■ Aim ■
Substitute "box predictor" for every "object detector" in everything from the start of the items down to the line containing "[251, 97, 272, 116]", and keep all else the same. Leave the pictures out of your answer.

Items for bounding box labeling
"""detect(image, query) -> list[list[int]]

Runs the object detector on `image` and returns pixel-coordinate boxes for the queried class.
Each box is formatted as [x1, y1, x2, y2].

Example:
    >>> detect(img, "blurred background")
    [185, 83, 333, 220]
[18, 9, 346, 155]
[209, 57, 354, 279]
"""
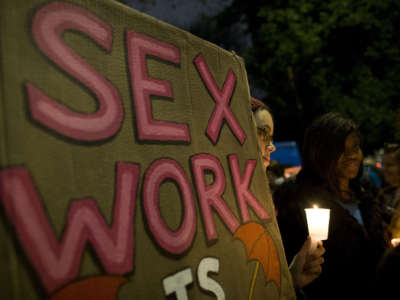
[119, 0, 400, 165]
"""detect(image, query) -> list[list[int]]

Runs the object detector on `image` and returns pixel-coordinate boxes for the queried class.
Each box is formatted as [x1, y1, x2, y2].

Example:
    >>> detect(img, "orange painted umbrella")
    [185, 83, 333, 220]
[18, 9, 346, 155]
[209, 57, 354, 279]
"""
[234, 222, 281, 299]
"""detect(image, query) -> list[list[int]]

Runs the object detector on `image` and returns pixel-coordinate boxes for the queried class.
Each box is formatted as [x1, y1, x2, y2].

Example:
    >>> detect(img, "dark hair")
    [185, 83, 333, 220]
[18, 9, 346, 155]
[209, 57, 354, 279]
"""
[298, 112, 359, 194]
[383, 143, 400, 163]
[251, 97, 272, 116]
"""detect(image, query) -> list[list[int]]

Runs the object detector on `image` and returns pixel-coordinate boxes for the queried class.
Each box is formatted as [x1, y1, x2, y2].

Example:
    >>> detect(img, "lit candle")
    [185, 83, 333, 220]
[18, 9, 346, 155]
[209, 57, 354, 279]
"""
[305, 205, 330, 248]
[391, 238, 400, 247]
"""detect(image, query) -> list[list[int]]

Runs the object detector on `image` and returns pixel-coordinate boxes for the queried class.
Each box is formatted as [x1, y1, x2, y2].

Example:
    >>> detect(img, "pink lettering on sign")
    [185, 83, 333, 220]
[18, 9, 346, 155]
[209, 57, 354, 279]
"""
[26, 2, 123, 141]
[229, 154, 270, 223]
[194, 54, 246, 145]
[191, 154, 240, 240]
[126, 31, 190, 142]
[143, 159, 196, 254]
[0, 163, 139, 293]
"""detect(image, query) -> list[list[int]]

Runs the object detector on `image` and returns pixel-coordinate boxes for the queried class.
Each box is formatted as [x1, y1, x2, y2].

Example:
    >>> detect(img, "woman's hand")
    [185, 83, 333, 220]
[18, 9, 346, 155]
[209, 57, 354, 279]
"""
[289, 237, 326, 289]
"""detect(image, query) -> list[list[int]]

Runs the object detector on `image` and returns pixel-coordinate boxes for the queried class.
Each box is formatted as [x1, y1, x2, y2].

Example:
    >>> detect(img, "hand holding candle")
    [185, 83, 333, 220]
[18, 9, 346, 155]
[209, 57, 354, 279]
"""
[305, 205, 330, 248]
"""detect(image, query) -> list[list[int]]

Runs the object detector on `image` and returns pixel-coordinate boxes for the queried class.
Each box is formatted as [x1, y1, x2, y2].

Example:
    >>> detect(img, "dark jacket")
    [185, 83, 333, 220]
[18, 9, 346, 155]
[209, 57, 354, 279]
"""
[274, 179, 385, 300]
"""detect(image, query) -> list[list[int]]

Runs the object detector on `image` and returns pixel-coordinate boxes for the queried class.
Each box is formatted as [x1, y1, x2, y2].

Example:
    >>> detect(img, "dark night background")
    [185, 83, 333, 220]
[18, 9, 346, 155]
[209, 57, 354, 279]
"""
[116, 0, 400, 154]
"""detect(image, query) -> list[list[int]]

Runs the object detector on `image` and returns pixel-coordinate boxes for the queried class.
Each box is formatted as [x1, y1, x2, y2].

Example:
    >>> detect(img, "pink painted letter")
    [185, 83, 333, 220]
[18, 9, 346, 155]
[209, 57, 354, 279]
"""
[0, 163, 139, 293]
[194, 54, 246, 145]
[26, 2, 123, 141]
[126, 31, 190, 142]
[191, 154, 240, 240]
[229, 154, 270, 222]
[143, 159, 196, 254]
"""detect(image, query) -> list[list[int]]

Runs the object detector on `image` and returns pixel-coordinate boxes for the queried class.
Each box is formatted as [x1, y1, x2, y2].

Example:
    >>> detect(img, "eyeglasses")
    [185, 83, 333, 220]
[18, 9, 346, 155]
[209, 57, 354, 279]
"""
[257, 127, 274, 147]
[343, 144, 361, 156]
[383, 143, 400, 152]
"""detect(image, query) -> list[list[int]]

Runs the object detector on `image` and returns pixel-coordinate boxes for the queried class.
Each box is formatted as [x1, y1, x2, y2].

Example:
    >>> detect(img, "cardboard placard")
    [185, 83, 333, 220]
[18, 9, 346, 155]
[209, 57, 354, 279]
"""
[0, 0, 295, 300]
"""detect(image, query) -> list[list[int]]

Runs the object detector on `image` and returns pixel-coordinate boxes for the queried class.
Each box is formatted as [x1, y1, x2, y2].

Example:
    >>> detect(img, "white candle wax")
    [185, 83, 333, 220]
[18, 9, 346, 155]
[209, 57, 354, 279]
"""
[305, 206, 330, 241]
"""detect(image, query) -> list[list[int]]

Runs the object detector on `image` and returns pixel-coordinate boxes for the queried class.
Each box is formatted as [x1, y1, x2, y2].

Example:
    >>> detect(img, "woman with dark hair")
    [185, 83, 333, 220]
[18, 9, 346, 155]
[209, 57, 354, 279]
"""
[274, 113, 385, 300]
[378, 143, 400, 239]
[251, 98, 325, 298]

■ Result below ■
"""detect(image, query) -> list[list[int]]

Runs the box predictor on `image` and returns pixel-coordinate boxes for the queried class.
Each box is formatted as [x1, y1, x2, y2].

Example:
    >>> detect(img, "blurred background")
    [185, 83, 333, 220]
[18, 9, 346, 155]
[209, 57, 354, 279]
"""
[119, 0, 400, 165]
"""detect(image, query) -> list[list[int]]

Runs the box predictor on `image` and returns pixel-coordinate boxes for the queried class.
Each box is formatted as [x1, y1, x2, y2].

Example:
    >>> detect(img, "orange painted umbrella")
    [185, 83, 333, 220]
[18, 9, 346, 155]
[209, 57, 354, 279]
"""
[234, 222, 281, 299]
"""detect(image, query) -> list[list[int]]

Runs the box predictor on `image` and returns pixel-coordinate boxes for the queried class.
Each box is formatted as [x1, y1, x2, y2].

Example:
    >>> detect(img, "dark hair")
    [185, 83, 333, 220]
[18, 9, 346, 155]
[209, 57, 354, 279]
"""
[298, 112, 359, 194]
[383, 143, 400, 163]
[251, 97, 272, 116]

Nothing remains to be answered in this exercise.